Reproduce the part of the blog post about Bomb starting at "Bomb: The Race" and ending at "(Seinfeld reference, anyone?)", word for word.

======== Extract to read

Friday, July 26, 2013


Bomb, written by Steve Sheinkin, has been on my to-read list for about a year.  I have read many blog posts about this book, the folks I follow on Twitter rave about it, and it won about million awards this year, including a Newbery Honor.  I have checked this book out from the library no fewer than 3 times.  Each time, it sat in my pile of library books until the due date came up and I had to return it.  I just haven't been in the mood to read a long non-fiction book.

Bomb: The Race to Build—and Steal—the World's Most Dangerous Weapon

So, finally, last week, I had Bomb once again sitting in my library pile on my bookshelf.  I headed out to my patio to start it.  And I did.  And then I put it down.  And then I picked it back up.  So much stuff about physics!  So many characters to keep track of!  Where was the spy novel stuff people always talked about?  Was I going to be able to read this?  I'll be honest, I wasn't sure.  I put it down for about 5 days and read a different book, then I went to my aunt and uncle's lake house for the weekend.  Then I realized, I didn't want to send this book back to the library again!  This book was becoming my White Whale (Seinfeld reference, anyone?)

================
======== Data excerpts

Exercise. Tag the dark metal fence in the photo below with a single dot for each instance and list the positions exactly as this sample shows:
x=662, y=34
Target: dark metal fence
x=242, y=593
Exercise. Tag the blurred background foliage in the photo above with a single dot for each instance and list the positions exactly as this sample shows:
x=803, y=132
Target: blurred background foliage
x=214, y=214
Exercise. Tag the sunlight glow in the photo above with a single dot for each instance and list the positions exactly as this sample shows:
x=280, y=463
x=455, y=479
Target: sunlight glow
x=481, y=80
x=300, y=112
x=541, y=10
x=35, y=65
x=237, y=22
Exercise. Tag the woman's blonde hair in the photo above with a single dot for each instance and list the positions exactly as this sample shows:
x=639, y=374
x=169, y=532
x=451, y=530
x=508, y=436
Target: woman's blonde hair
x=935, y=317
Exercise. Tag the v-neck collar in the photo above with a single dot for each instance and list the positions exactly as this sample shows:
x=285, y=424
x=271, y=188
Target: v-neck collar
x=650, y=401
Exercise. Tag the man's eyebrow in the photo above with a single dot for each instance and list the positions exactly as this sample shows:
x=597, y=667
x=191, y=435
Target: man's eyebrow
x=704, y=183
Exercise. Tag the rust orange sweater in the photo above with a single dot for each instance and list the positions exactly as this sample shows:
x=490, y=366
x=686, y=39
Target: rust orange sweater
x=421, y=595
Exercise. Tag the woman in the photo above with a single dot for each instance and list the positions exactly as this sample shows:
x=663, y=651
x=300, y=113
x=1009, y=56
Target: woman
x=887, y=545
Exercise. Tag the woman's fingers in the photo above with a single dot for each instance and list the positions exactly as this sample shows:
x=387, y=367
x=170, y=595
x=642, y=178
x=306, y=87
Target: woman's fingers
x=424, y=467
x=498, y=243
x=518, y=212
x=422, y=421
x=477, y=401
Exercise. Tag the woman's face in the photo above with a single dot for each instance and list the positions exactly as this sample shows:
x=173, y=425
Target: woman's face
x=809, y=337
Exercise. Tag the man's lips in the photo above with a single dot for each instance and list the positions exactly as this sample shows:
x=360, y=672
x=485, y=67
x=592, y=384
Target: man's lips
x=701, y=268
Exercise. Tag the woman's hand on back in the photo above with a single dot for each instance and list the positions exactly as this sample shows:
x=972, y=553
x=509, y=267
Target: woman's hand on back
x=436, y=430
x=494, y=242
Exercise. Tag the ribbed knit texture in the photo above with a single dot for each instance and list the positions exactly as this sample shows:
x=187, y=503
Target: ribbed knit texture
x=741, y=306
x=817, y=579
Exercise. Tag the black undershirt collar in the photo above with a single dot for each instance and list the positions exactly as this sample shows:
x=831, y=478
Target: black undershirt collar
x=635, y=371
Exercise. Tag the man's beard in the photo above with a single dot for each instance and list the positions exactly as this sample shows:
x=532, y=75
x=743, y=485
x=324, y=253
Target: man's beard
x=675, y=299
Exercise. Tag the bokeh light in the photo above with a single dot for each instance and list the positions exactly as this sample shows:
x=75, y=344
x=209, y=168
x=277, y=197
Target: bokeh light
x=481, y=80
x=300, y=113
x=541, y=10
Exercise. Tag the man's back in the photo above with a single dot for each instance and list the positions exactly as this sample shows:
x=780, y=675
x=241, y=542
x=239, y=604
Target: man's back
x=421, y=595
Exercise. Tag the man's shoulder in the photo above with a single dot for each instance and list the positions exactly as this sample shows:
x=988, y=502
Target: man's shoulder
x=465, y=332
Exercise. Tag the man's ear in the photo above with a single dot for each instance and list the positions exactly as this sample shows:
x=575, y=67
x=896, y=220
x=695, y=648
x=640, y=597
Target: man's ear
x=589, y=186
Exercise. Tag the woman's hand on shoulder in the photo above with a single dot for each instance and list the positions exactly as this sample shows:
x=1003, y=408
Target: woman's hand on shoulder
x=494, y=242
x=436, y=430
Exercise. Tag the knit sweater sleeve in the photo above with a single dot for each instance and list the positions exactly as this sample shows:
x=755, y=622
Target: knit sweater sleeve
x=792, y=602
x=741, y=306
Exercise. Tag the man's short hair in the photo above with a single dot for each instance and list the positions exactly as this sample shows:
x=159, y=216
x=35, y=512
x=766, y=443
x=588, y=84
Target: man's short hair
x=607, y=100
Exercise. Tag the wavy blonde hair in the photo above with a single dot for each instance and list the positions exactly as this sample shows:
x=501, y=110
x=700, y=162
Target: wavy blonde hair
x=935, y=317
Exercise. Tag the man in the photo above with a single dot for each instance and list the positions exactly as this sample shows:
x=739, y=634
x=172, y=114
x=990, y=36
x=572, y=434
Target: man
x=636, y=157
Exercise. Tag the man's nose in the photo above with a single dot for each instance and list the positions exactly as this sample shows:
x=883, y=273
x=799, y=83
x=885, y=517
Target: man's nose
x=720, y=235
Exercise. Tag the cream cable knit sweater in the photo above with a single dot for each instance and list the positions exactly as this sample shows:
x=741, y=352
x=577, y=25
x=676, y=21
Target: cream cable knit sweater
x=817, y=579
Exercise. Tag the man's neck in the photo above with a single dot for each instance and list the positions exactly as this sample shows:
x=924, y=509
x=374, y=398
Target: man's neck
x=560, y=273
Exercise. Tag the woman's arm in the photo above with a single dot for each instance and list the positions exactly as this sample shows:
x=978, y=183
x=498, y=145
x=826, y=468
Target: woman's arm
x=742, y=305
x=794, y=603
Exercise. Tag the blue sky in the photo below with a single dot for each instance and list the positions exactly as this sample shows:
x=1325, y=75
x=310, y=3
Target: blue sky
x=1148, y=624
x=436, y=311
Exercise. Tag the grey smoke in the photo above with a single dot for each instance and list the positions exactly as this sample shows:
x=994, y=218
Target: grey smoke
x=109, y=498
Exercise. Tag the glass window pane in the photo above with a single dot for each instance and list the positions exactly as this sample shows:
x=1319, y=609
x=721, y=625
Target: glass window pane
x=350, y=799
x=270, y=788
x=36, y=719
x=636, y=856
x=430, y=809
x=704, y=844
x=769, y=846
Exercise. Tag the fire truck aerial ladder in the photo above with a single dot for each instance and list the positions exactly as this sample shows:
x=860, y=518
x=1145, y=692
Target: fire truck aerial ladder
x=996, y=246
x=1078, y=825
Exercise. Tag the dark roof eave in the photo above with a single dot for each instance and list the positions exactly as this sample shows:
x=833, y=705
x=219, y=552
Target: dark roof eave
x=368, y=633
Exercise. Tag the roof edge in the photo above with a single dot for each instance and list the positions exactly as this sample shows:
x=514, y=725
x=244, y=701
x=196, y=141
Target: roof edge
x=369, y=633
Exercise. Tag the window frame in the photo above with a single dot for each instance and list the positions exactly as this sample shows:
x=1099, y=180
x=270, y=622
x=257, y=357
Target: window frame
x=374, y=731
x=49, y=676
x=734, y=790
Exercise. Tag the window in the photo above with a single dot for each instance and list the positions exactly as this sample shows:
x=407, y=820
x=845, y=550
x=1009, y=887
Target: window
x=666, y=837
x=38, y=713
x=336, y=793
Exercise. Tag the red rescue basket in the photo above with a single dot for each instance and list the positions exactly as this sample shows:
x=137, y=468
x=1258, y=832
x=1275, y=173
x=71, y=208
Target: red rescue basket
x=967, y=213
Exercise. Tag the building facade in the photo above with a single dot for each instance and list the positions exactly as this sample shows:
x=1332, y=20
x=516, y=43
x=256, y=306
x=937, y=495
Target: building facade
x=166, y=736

================

■ **Response area**:
Bomb: The Race to Build—and Steal—the World's Most Dangerous Weapon

So, finally, last week, I had Bomb once again sitting in my library pile on my bookshelf.  I headed out to my patio to start it.  And I did.  And then I put it down.  And then I picked it back up.  So much stuff about physics!  So many characters to keep track of!  Where was the spy novel stuff people always talked about?  Was I going to be able to read this?  I'll be honest, I wasn't sure.  I put it down for about 5 days and read a different book, then I went to my aunt and uncle's lake house for the weekend.  Then I realized, I didn't want to send this book back to the library again!  This book was becoming my White Whale (Seinfeld reference, anyone?)